** BEGIN Available data **
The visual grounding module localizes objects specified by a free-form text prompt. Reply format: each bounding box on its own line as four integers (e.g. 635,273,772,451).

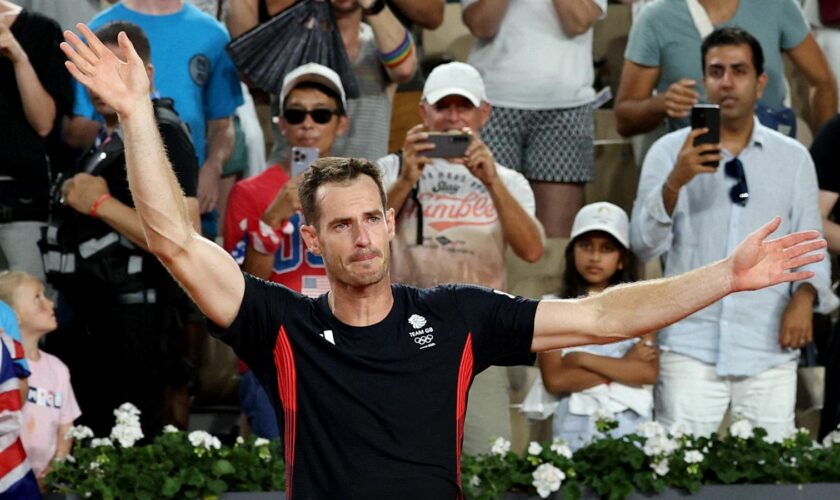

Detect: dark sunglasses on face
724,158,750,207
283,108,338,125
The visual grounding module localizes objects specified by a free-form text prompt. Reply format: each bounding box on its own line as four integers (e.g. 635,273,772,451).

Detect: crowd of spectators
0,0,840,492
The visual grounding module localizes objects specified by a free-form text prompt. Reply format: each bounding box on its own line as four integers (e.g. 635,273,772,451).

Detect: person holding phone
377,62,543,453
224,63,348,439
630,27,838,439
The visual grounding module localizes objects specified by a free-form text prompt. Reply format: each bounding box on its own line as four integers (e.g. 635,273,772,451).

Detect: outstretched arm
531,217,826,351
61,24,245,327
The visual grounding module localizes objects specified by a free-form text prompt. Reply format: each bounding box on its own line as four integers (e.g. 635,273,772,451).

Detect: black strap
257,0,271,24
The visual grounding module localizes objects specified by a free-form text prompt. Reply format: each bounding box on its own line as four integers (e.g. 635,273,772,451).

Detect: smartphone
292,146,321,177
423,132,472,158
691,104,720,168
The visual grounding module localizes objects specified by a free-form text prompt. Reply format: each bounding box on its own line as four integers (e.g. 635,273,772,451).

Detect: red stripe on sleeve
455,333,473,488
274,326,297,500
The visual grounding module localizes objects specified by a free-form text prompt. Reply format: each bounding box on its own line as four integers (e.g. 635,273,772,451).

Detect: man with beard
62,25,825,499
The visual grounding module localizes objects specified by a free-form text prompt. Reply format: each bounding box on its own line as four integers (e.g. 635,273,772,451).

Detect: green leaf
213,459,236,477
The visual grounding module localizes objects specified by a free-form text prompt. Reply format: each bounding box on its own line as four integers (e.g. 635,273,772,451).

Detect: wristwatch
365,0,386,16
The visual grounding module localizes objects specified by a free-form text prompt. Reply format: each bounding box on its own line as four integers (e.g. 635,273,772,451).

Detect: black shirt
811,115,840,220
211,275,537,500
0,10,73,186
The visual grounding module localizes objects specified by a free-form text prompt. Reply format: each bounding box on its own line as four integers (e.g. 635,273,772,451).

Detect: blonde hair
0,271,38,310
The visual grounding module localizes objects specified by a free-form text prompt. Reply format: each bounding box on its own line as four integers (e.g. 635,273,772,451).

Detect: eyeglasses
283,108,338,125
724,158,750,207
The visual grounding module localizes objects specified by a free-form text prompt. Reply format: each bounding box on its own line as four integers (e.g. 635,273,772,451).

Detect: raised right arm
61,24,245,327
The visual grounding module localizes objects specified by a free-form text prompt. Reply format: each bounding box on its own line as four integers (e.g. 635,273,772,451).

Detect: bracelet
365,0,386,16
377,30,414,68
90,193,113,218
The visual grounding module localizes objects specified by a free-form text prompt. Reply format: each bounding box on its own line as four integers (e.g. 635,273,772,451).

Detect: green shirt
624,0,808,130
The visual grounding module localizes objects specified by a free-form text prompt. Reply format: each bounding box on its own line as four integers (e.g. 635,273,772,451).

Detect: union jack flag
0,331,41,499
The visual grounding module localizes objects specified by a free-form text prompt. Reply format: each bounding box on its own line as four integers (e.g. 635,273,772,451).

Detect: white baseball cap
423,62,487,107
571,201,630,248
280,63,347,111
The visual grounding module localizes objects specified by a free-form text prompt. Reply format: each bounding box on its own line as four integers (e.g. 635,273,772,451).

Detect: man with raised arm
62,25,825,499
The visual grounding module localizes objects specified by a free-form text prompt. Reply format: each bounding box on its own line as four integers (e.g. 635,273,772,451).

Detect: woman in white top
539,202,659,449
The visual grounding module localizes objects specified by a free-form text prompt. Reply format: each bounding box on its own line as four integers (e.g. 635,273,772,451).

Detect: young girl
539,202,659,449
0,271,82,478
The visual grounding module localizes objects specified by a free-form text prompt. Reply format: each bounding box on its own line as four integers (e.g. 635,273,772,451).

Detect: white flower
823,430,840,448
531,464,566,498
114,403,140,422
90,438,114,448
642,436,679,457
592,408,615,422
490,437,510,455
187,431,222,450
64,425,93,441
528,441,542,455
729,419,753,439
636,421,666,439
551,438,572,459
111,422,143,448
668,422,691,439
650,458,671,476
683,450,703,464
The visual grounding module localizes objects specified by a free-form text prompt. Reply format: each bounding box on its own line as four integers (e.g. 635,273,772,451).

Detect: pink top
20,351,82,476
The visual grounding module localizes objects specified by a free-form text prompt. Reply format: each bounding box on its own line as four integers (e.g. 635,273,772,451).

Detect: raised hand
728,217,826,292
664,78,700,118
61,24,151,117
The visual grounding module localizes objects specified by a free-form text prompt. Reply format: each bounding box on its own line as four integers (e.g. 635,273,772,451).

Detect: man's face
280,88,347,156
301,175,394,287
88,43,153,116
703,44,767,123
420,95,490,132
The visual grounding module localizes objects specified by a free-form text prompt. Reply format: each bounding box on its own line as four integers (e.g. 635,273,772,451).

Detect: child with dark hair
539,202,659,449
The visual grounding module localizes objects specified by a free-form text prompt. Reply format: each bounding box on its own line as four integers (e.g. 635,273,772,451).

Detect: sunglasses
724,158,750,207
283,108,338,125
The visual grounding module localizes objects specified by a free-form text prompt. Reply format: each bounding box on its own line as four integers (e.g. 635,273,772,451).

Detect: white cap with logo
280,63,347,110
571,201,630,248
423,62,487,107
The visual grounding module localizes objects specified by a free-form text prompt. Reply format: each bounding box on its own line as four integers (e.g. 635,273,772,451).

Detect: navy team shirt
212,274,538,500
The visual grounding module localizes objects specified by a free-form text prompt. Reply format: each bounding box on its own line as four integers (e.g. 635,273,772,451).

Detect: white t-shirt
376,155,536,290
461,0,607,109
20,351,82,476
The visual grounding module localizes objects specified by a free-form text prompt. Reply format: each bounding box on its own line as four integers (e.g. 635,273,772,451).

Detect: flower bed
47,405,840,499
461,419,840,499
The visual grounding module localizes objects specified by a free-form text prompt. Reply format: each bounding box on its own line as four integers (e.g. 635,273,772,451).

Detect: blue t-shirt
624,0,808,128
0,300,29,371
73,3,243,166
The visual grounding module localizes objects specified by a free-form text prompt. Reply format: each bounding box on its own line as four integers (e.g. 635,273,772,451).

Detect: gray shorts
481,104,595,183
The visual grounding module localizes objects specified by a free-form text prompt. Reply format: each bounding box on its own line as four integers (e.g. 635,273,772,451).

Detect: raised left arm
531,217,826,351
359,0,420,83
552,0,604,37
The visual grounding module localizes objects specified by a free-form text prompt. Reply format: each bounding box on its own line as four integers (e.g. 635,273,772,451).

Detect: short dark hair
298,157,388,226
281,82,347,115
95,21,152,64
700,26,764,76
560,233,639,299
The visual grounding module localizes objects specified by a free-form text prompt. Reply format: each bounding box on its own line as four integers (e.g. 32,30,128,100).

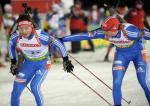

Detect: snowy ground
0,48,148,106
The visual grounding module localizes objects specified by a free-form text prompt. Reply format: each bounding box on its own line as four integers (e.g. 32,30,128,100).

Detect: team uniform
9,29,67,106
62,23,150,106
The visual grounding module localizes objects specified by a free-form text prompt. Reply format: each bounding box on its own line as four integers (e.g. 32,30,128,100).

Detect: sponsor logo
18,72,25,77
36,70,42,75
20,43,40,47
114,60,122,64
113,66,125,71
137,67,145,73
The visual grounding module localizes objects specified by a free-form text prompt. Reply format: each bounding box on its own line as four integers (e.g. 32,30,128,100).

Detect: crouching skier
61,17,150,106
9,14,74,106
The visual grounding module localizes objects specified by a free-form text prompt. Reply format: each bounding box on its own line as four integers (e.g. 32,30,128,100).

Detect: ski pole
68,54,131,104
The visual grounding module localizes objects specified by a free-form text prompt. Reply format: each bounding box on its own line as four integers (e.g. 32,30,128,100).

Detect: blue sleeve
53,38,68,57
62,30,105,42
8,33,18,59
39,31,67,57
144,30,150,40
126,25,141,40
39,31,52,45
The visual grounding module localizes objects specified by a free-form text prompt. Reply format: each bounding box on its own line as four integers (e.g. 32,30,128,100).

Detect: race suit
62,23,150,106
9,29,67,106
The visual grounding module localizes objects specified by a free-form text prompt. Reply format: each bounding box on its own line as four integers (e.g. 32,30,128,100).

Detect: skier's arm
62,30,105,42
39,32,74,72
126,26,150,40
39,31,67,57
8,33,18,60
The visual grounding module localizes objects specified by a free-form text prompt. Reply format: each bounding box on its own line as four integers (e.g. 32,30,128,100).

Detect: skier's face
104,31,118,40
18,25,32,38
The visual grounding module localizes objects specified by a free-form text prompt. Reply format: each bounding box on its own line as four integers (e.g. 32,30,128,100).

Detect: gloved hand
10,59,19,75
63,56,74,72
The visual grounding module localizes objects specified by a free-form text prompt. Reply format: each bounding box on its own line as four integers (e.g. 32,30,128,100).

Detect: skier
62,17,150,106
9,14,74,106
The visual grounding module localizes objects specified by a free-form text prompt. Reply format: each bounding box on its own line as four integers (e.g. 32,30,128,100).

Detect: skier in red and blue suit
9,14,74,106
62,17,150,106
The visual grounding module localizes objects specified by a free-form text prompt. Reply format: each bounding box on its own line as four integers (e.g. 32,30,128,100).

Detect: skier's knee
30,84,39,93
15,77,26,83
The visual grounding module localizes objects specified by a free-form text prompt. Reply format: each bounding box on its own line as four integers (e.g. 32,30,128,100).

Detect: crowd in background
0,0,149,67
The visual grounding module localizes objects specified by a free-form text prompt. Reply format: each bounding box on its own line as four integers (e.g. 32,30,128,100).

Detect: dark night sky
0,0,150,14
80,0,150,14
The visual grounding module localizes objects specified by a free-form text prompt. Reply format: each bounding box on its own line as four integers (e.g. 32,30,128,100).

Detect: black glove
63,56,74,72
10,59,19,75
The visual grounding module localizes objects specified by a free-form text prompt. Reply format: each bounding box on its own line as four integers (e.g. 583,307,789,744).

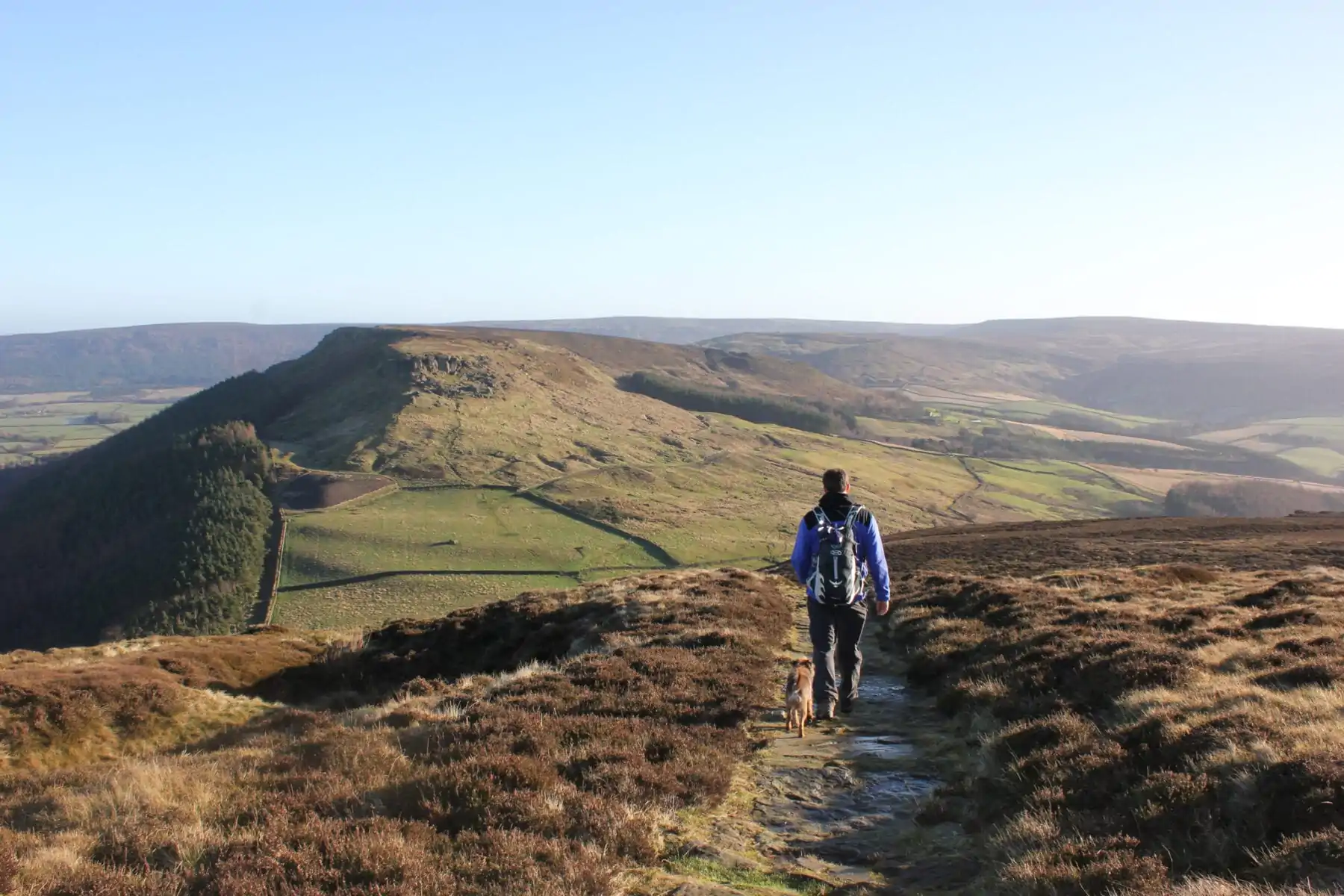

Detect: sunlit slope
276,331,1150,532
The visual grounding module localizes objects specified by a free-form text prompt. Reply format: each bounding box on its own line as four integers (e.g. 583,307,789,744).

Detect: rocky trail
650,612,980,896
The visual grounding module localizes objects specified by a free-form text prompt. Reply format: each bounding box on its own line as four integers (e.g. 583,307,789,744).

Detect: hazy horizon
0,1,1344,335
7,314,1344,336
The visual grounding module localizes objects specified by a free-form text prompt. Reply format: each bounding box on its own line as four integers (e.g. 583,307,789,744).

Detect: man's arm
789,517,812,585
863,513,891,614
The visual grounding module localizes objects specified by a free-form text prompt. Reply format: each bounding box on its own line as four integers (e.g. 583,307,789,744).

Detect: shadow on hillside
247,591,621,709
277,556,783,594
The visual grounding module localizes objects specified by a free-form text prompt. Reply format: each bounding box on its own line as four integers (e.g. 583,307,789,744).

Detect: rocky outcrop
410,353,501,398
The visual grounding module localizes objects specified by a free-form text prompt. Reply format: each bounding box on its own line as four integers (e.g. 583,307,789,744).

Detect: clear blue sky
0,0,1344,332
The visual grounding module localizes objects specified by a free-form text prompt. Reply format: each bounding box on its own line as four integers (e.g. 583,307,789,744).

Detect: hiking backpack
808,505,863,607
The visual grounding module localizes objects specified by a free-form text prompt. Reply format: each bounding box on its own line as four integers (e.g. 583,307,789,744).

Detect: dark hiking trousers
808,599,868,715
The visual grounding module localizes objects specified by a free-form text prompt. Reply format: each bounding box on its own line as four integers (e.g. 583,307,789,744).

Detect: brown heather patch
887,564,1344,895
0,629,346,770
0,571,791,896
** END Available data **
Copy out the data word for word, from the very start through the line that contains "0,0,840,492", including that line. Leave out the pictures.

■ Correct result:
The visual grounding module localizes objects specified by a free-form text prompt. Reply format: each bounding box on its own line as four integers (e.g. 635,273,772,451).


Detect: dark sunglasses on face
724,158,750,207
283,108,338,125
The visual grounding module localizes objects specified by a free-form text prompt. Reply format: each bounding box on its own line as four integers (e.g. 635,273,772,451).

Detect: crowd of spectators
0,0,840,492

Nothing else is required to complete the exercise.